# What is expected
Copy out every line of the items below without changing anything.

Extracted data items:
--- begin ---

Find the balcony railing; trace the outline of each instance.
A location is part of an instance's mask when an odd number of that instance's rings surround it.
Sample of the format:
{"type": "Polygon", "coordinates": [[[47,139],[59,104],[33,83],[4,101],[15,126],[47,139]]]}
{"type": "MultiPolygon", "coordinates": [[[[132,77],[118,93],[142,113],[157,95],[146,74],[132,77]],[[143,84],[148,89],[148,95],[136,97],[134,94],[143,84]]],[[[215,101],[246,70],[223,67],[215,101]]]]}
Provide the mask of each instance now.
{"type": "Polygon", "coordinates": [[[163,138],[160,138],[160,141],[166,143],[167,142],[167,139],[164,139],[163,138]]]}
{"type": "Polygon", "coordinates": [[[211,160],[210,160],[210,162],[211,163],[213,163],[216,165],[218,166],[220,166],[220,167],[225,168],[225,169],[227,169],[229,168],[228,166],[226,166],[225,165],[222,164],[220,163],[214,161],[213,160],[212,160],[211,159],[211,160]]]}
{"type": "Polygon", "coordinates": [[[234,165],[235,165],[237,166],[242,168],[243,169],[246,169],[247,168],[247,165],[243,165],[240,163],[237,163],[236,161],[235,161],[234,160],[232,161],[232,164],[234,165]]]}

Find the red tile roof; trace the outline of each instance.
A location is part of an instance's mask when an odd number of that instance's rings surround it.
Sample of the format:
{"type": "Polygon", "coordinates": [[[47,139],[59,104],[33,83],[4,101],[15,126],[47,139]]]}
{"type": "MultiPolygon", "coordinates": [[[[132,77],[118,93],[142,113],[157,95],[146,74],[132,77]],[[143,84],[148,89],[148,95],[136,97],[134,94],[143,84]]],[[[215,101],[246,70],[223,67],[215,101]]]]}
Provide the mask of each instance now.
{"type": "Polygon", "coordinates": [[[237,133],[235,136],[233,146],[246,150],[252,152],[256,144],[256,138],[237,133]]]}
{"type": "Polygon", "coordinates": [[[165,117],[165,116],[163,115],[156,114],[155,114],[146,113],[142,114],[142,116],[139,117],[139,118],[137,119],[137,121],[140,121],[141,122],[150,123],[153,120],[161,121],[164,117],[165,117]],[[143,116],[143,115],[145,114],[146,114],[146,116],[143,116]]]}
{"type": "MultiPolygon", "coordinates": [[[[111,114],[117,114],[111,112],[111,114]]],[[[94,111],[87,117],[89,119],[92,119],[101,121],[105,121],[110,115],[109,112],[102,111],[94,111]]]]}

--- end ---

# Correct output
Find the balcony railing; trace the outline of each instance.
A location is part of an instance's mask when an odd number of that instance's rings surround it.
Sample of the format:
{"type": "Polygon", "coordinates": [[[47,139],[59,104],[33,83],[4,101],[15,126],[47,139]]]}
{"type": "MultiPolygon", "coordinates": [[[[132,77],[118,93],[142,113],[157,95],[146,74],[132,77]],[[143,84],[148,89],[148,95],[136,97],[134,94],[143,84]]],[[[215,101],[246,70],[223,67],[215,101]]]]}
Provide the mask of each instance now.
{"type": "Polygon", "coordinates": [[[163,138],[160,138],[160,141],[166,143],[167,142],[167,139],[164,139],[163,138]]]}
{"type": "Polygon", "coordinates": [[[211,160],[210,160],[210,162],[211,163],[213,163],[216,165],[218,166],[220,166],[220,167],[225,168],[225,169],[227,169],[229,168],[228,166],[226,166],[225,165],[222,164],[220,163],[214,161],[213,160],[212,160],[211,159],[211,160]]]}
{"type": "Polygon", "coordinates": [[[234,165],[235,165],[237,166],[242,168],[243,169],[246,169],[247,168],[247,165],[243,165],[240,163],[237,163],[236,161],[235,161],[234,160],[232,161],[232,164],[234,165]]]}

Find the red tile roof; trace the outline of each instance.
A location is part of an instance's mask when an odd number of that instance's rings surround it.
Sample of the format:
{"type": "Polygon", "coordinates": [[[47,139],[59,104],[33,83],[4,101],[15,126],[47,139]]]}
{"type": "MultiPolygon", "coordinates": [[[[132,77],[118,93],[142,113],[157,95],[146,74],[132,77]],[[143,84],[148,89],[148,95],[136,97],[134,94],[143,84]]],[[[215,101],[246,70],[223,67],[215,101]]]]}
Provide the mask of each instance now.
{"type": "Polygon", "coordinates": [[[237,133],[235,136],[233,146],[246,150],[252,152],[256,144],[256,138],[237,133]]]}
{"type": "Polygon", "coordinates": [[[165,117],[165,116],[163,115],[156,114],[155,114],[146,113],[142,114],[142,116],[139,117],[139,118],[137,119],[137,121],[140,121],[141,122],[150,123],[153,120],[161,121],[164,117],[165,117]],[[143,116],[143,115],[145,114],[146,114],[146,116],[143,116]]]}
{"type": "MultiPolygon", "coordinates": [[[[111,114],[117,114],[111,112],[111,114]]],[[[94,111],[87,117],[89,119],[92,119],[101,121],[105,121],[110,115],[109,112],[102,111],[94,111]]]]}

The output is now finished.